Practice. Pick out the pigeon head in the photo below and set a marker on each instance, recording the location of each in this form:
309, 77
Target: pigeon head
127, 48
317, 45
--
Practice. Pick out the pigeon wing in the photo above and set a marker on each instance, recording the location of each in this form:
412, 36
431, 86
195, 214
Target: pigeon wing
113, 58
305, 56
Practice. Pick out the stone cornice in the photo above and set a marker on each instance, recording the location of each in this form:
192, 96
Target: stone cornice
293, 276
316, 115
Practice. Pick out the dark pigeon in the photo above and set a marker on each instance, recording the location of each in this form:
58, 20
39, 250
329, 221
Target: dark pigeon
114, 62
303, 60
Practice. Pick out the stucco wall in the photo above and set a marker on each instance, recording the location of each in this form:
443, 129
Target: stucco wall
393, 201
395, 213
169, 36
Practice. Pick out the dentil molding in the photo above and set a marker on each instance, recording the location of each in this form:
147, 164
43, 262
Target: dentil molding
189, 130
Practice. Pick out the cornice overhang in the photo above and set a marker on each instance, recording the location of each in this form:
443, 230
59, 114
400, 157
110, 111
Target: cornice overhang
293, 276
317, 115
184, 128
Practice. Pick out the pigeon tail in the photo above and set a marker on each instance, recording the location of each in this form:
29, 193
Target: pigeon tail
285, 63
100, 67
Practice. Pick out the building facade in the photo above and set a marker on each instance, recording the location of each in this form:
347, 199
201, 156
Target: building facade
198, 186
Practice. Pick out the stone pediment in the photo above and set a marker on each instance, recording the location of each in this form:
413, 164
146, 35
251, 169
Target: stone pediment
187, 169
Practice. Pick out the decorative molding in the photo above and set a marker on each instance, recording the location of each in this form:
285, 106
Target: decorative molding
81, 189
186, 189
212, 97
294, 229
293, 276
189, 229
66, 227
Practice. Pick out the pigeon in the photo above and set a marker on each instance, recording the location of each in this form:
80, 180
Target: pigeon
--
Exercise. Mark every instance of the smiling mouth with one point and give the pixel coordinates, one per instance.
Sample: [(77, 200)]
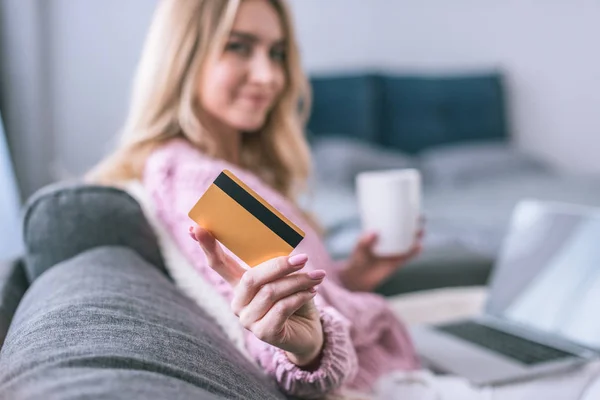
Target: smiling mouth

## What to do
Go through the records and report each line that contains "mouth".

## Task solution
Exercise. Mark every instance of the smiling mouth with one point and give the pixel coordinates, one per instance.
Target: smiling mouth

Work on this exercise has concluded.